Text section

++++++

In early March, most health care providers in the United States had never seen a patient with COVID-19. Six months later, nearly every emergency department and intensive care unit clinician in the country is all too familiar with the virus. During that time, they’ve learned a lot about how to best treat patients as new evidence emerges around medications and clinical protocols.

Vizient’s latest data insights brief, COVID-19: inpatient pharmacy utilization and outcomes reveals medication trends in the early months of the pandemic. The report, updated this month, examines inpatient utilization and outcomes for select medications considered as potential treatments in COVID-19 between April and July 2020.

“We knew we had an opportunity to really look at what has changed in clinical practice, specifically around COVID-19. So, we started publishing a series of short data insights briefs highlighting what we were seeing during the evolving pandemic, realizing that clinical practice was changing sometimes on a weekly basis,” says Dr. David Levine, Vizient group senior vice president, advanced analytics and product management.

Early Months Marked by Rapid Shifts in COVID-19 Treatments

In its pharmacy utilization insights brief, Vizient evaluated utilization and outcomes metrics for five COVID-19 treatments for all available hospitals in its Clinical Data Base (over 400). The five treatments examined in the brief are hydroxychloroquine, famotidine, dexamethasone, tocilizumab and remdesivir. The report highlights observed and expected length of stay, percentage of ICU cases, percentage of expected and observed deaths and other metrics for each treatment.

++++++

Data under study
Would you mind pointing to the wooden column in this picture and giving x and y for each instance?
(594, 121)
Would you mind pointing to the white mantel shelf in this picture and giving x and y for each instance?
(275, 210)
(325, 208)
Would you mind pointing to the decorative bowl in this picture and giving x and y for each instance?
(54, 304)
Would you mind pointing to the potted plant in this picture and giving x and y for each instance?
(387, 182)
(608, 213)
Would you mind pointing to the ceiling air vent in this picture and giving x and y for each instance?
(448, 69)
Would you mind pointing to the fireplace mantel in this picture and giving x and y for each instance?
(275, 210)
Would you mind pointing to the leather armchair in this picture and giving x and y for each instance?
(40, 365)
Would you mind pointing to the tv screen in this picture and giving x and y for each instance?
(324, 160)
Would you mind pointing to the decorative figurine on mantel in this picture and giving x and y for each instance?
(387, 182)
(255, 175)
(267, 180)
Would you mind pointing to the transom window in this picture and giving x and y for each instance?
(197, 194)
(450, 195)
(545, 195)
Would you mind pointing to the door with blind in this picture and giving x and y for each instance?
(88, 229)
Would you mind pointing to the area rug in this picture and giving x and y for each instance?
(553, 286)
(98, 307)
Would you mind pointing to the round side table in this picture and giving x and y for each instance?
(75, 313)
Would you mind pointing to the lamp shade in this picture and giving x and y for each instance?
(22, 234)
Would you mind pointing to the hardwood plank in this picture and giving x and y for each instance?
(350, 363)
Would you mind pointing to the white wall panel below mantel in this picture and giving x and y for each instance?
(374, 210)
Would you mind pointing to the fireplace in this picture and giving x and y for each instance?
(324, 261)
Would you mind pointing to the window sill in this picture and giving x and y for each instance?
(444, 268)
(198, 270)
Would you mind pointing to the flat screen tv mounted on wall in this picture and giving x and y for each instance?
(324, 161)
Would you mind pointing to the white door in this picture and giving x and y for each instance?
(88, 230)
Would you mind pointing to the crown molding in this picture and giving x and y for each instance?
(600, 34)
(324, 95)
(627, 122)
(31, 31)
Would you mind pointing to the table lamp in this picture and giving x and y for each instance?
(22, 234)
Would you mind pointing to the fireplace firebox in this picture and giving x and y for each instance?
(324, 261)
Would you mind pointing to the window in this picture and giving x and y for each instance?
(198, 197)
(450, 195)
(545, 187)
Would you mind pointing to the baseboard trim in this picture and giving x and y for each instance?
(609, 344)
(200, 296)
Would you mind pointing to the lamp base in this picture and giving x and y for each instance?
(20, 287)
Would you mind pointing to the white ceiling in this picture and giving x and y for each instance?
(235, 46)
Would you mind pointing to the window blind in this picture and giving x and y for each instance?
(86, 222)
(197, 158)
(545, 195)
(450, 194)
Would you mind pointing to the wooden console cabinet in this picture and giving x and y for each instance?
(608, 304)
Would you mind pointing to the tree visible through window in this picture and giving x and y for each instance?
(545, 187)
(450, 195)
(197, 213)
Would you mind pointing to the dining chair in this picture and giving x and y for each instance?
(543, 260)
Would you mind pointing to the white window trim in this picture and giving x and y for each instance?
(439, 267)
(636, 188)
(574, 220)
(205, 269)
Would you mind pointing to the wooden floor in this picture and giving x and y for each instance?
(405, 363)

++++++

Work task 1
Transcribe the COVID-19 treatment passage from "In early March, most" to "and clinical protocols.".
Work task 2
Answer these questions from the COVID-19 treatment passage:
(a) Between which months of 2020 does the report examine medication utilization and outcomes?
(b) How many hospitals does the Clinical Data Base contain?
(c) What position does Dr. David Levine hold?
The lines have no connection to the COVID-19 treatment passage.

Final answer 1
In early March, most health care providers in the United States had never seen a patient with COVID-19. Six months later, nearly every emergency department and intensive care unit clinician in the country is all too familiar with the virus. During that time, they’ve learned a lot about how to best treat patients as new evidence emerges around medications and clinical protocols.

Final answer 2
(a) April and July 2020.
(b) Over 400.
(c) Vizient group senior vice president, advanced analytics and product management.